TASK INSTRUCTIONS: Where the word "hazy" occurs in a line of the listing below, copy that line.

#### DATA FOR THIS TASK

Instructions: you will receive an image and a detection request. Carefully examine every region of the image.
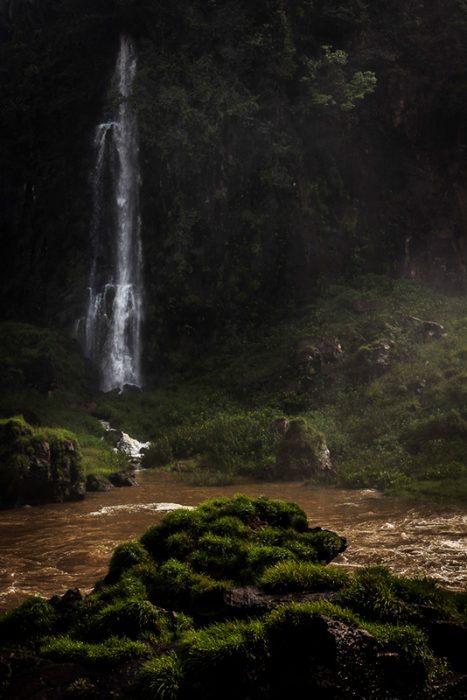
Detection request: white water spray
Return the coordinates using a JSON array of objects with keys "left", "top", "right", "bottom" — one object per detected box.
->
[{"left": 84, "top": 36, "right": 143, "bottom": 392}]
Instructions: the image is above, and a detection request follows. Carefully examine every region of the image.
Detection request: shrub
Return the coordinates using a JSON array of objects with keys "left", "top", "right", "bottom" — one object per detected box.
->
[
  {"left": 142, "top": 409, "right": 278, "bottom": 477},
  {"left": 135, "top": 652, "right": 183, "bottom": 700},
  {"left": 196, "top": 495, "right": 259, "bottom": 525},
  {"left": 140, "top": 496, "right": 333, "bottom": 583},
  {"left": 259, "top": 560, "right": 349, "bottom": 593}
]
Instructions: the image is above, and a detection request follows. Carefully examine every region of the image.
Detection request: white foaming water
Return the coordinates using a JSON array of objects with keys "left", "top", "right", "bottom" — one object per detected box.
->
[
  {"left": 87, "top": 503, "right": 194, "bottom": 517},
  {"left": 116, "top": 432, "right": 151, "bottom": 460},
  {"left": 84, "top": 36, "right": 143, "bottom": 392}
]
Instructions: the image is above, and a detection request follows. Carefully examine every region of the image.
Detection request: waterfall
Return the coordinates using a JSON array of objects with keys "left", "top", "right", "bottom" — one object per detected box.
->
[{"left": 84, "top": 35, "right": 143, "bottom": 392}]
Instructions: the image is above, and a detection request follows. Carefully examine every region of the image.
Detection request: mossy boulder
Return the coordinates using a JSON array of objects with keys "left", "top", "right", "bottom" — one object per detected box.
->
[
  {"left": 0, "top": 417, "right": 85, "bottom": 507},
  {"left": 1, "top": 498, "right": 466, "bottom": 700},
  {"left": 274, "top": 418, "right": 334, "bottom": 481},
  {"left": 350, "top": 339, "right": 395, "bottom": 379}
]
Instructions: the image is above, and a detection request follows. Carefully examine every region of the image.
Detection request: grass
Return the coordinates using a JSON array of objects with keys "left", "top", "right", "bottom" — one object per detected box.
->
[
  {"left": 40, "top": 635, "right": 150, "bottom": 665},
  {"left": 259, "top": 560, "right": 349, "bottom": 593}
]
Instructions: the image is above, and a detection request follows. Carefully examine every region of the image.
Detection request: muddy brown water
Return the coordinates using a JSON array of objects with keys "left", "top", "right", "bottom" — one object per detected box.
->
[{"left": 0, "top": 471, "right": 466, "bottom": 610}]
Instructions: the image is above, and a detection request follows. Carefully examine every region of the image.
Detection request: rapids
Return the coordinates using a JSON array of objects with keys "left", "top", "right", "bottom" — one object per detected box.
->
[{"left": 0, "top": 472, "right": 465, "bottom": 610}]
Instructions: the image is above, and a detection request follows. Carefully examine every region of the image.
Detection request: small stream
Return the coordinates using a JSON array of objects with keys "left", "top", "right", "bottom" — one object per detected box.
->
[{"left": 0, "top": 471, "right": 465, "bottom": 610}]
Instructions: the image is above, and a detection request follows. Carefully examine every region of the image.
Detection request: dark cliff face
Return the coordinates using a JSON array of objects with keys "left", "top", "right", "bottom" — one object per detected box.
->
[{"left": 1, "top": 0, "right": 467, "bottom": 377}]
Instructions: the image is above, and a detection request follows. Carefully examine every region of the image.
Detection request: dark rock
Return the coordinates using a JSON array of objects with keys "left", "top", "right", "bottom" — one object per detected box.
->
[
  {"left": 108, "top": 469, "right": 138, "bottom": 487},
  {"left": 222, "top": 586, "right": 341, "bottom": 616},
  {"left": 49, "top": 587, "right": 83, "bottom": 614},
  {"left": 29, "top": 441, "right": 51, "bottom": 468},
  {"left": 295, "top": 337, "right": 343, "bottom": 380},
  {"left": 351, "top": 339, "right": 394, "bottom": 378},
  {"left": 68, "top": 481, "right": 86, "bottom": 501},
  {"left": 318, "top": 337, "right": 344, "bottom": 364},
  {"left": 407, "top": 315, "right": 447, "bottom": 340},
  {"left": 85, "top": 473, "right": 113, "bottom": 492},
  {"left": 426, "top": 620, "right": 467, "bottom": 672}
]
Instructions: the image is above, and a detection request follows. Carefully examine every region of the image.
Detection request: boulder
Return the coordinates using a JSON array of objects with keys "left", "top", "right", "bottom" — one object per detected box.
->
[
  {"left": 0, "top": 417, "right": 85, "bottom": 507},
  {"left": 108, "top": 469, "right": 138, "bottom": 487},
  {"left": 407, "top": 315, "right": 447, "bottom": 340},
  {"left": 351, "top": 339, "right": 394, "bottom": 378},
  {"left": 274, "top": 418, "right": 335, "bottom": 481},
  {"left": 85, "top": 473, "right": 113, "bottom": 492},
  {"left": 295, "top": 337, "right": 343, "bottom": 379},
  {"left": 49, "top": 587, "right": 83, "bottom": 614},
  {"left": 426, "top": 620, "right": 467, "bottom": 672}
]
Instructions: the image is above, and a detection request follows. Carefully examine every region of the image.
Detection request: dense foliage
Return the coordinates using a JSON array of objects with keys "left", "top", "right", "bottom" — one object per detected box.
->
[{"left": 2, "top": 1, "right": 467, "bottom": 375}]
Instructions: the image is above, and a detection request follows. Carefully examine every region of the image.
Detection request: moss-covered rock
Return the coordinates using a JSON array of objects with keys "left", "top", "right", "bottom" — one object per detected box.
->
[
  {"left": 0, "top": 498, "right": 466, "bottom": 700},
  {"left": 274, "top": 418, "right": 334, "bottom": 481},
  {"left": 0, "top": 416, "right": 85, "bottom": 507}
]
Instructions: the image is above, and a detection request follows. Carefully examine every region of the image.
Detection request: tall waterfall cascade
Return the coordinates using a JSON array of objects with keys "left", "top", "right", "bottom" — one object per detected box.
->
[{"left": 83, "top": 35, "right": 143, "bottom": 392}]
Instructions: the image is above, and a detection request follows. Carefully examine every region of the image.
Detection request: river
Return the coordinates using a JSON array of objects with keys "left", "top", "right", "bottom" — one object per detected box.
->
[{"left": 0, "top": 471, "right": 465, "bottom": 610}]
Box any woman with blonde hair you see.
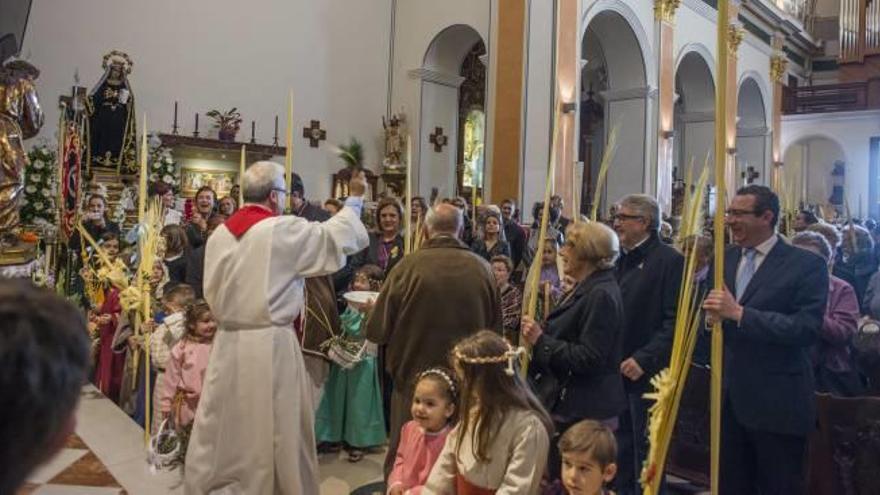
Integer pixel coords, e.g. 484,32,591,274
521,221,627,482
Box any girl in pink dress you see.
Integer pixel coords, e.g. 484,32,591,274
159,300,216,429
387,368,458,495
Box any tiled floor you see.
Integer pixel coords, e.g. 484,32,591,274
20,385,385,495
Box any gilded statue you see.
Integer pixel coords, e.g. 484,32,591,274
0,59,44,242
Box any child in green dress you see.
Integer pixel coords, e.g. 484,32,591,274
315,264,386,462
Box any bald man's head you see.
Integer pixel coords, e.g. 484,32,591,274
425,203,463,238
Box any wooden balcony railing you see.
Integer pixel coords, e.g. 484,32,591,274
841,0,880,62
782,82,873,114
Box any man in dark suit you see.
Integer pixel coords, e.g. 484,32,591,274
612,194,684,495
703,185,828,495
501,198,527,269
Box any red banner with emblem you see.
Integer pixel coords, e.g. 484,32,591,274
60,124,82,242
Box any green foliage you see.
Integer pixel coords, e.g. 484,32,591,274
337,137,364,169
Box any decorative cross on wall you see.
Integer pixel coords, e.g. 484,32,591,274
429,127,449,152
302,120,327,148
742,166,760,184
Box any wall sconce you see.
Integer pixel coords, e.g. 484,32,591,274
562,102,577,114
726,147,737,155
662,130,675,140
773,161,784,168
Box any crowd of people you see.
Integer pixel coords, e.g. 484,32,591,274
6,162,880,495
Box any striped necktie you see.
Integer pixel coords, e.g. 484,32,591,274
736,248,757,301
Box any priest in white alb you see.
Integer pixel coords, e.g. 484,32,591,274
184,161,369,494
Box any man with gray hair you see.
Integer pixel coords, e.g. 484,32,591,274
185,161,369,494
366,202,503,478
611,193,683,495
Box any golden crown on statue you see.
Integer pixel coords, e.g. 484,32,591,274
102,50,133,74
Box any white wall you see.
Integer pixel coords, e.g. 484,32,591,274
23,0,392,201
390,0,491,197
782,110,880,216
783,137,844,205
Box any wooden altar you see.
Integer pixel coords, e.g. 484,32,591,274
157,134,286,198
331,167,379,201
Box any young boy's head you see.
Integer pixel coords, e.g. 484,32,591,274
352,264,384,292
558,420,617,495
0,280,90,494
162,283,196,314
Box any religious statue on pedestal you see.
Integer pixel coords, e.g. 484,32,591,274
0,58,44,247
87,51,137,174
382,112,406,170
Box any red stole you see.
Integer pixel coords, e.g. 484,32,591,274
225,205,275,239
455,474,496,495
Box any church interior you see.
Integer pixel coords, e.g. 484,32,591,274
2,0,880,494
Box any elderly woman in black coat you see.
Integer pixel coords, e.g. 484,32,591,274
521,221,626,479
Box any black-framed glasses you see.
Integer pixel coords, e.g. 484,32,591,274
724,209,759,218
613,213,643,222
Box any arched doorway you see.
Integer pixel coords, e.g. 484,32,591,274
672,49,715,218
579,7,649,217
783,136,847,214
457,41,487,198
419,25,486,199
736,77,770,187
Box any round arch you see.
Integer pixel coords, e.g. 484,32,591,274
675,43,716,83
422,24,485,74
580,0,653,87
675,50,716,113
737,71,770,127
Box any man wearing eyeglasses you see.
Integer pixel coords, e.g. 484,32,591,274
611,194,684,495
703,185,828,495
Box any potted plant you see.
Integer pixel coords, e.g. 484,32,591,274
336,137,364,170
206,108,243,142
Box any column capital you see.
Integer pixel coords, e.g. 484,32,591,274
654,0,681,22
728,24,745,57
770,53,788,83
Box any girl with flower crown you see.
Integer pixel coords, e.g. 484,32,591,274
424,330,552,494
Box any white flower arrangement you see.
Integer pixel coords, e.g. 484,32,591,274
147,134,179,191
22,144,57,225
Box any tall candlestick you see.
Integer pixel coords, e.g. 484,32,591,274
285,91,294,208
239,145,246,206
274,115,279,146
193,113,200,138
405,135,413,254
172,101,179,134
138,115,148,222
250,121,256,144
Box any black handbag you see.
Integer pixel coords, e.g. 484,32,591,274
529,368,571,412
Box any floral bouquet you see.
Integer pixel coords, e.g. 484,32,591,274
22,144,57,226
147,134,179,191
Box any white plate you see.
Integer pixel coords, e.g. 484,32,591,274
343,291,379,305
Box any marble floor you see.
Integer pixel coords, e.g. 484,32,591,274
19,386,384,495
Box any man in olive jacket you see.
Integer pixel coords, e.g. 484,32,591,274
366,203,503,478
612,194,684,495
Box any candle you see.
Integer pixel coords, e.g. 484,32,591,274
138,115,148,222
239,145,246,206
285,91,294,208
251,120,256,143
404,135,413,254
274,115,279,146
194,113,200,137
173,101,178,134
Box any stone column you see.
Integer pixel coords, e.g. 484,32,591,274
487,0,527,204
769,32,788,192
655,0,681,215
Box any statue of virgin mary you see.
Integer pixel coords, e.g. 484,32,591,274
87,51,137,174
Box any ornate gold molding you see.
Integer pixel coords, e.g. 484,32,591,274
728,25,745,56
654,0,681,22
770,53,789,83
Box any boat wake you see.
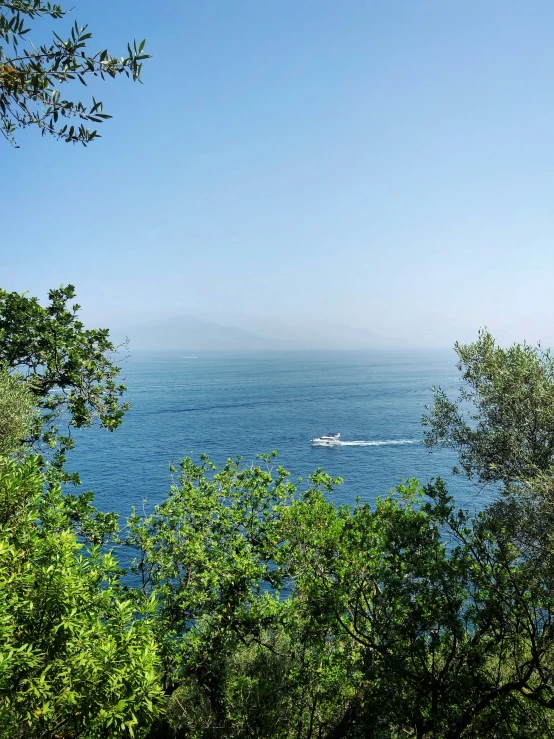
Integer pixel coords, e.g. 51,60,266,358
329,439,418,447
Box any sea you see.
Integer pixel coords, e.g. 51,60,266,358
69,350,495,522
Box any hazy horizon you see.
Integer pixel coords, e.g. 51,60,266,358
4,1,554,348
110,312,415,351
109,312,540,352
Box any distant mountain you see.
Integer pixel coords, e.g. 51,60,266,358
197,316,411,350
113,315,297,352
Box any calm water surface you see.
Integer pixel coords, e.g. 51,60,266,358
69,350,492,520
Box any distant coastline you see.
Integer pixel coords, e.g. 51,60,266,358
112,314,413,352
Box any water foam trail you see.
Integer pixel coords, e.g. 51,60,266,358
336,439,419,447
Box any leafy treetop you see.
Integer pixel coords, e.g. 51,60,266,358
0,0,149,145
0,284,129,481
0,454,163,738
422,329,554,486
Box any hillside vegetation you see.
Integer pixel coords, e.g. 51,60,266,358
3,287,554,738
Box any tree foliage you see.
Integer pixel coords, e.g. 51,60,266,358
279,477,554,738
0,365,37,456
133,462,554,739
0,284,129,481
422,330,554,486
0,0,149,145
0,455,163,738
125,454,304,695
3,297,554,739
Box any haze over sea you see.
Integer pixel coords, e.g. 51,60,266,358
71,350,494,520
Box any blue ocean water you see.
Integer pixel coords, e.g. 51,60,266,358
69,350,492,520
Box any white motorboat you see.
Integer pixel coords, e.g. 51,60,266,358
311,432,341,447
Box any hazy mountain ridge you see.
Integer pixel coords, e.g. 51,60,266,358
113,314,410,351
114,315,299,351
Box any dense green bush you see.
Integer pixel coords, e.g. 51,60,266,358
0,367,37,456
4,286,554,737
133,471,554,738
0,455,164,738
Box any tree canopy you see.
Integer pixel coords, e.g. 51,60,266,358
0,455,164,739
422,330,554,486
126,463,554,738
3,292,554,737
0,366,37,456
0,0,149,145
0,284,129,476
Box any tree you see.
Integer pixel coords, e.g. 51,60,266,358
279,478,554,738
0,454,164,738
422,330,554,486
134,457,554,739
128,457,349,739
7,298,554,738
0,288,165,737
0,365,38,456
126,455,300,695
0,284,129,482
0,0,149,145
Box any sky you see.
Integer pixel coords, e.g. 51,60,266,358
2,0,554,348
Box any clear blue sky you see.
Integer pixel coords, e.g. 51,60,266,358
2,0,554,347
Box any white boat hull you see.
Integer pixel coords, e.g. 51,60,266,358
311,433,341,447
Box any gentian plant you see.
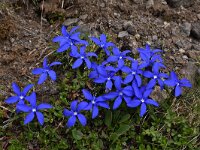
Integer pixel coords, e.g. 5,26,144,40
5,25,192,128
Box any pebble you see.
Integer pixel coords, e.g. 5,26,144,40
79,14,88,20
182,55,188,60
63,18,79,26
179,48,185,53
146,0,154,9
191,22,200,40
118,31,129,38
180,22,191,36
197,14,200,20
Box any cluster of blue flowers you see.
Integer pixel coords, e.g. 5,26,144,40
5,26,192,127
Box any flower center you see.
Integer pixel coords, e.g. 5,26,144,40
32,108,36,112
141,99,145,103
74,112,78,116
119,56,122,59
92,100,95,104
101,44,105,47
176,82,180,86
132,71,136,75
70,42,73,46
19,96,24,100
119,92,123,96
153,75,157,79
81,56,84,59
107,77,111,80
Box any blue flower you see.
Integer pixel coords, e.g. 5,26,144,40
127,85,159,117
63,100,88,127
32,57,62,84
164,71,192,97
71,46,97,69
5,82,33,104
82,89,110,119
107,48,134,69
104,77,134,109
88,62,99,79
137,44,164,69
121,60,143,86
90,34,115,56
53,26,88,53
143,62,168,90
94,65,117,90
17,92,52,125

########

REPLY TO THE TASK:
Box any hazy horizon you see.
Box any hazy mountain ridge you see.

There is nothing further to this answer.